_DIRECTIONS_:
Your task is to copy every entry exactly.

_THE RECORDS_:
★ ★ ★ ★

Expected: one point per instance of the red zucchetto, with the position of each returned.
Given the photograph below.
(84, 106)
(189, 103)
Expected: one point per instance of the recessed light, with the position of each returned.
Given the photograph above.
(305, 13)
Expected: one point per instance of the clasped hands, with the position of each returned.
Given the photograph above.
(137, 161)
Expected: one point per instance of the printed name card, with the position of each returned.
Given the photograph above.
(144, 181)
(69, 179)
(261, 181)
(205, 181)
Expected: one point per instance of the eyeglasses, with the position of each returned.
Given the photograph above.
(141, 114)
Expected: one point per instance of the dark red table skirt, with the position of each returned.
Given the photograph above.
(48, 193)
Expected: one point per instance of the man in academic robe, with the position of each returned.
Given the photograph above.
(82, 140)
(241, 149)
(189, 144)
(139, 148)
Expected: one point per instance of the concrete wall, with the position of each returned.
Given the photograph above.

★ ★ ★ ★

_EXERCISE RESPONSE_:
Expected: one point per instance of the red zucchetto, with the position of each returned.
Given the photograph below.
(84, 106)
(189, 103)
Expected: one point per instance of the recessed light, with the position of each returned.
Given the photograph above.
(305, 13)
Expected: one point per instance of the clasped hands, with the position of each returned.
Given the photograph above.
(137, 161)
Expected: one point per instance of the printed name card, with the position of each returned.
Given the photograph above.
(144, 181)
(69, 179)
(261, 181)
(205, 181)
Expected: one point per instance of the eyeglasses, with the position of each returned.
Given the photograph above.
(141, 114)
Expected: one point per instance of the dark red table skirt, with the position of each returned.
Given the photograph above.
(48, 193)
Expected: one point per instance of the man in academic robe, with the position of each returned.
Given the photograph above.
(82, 140)
(241, 149)
(189, 144)
(139, 148)
Expected: one point per instance of the concrete wall, with the position of each returned.
Given the photograph above.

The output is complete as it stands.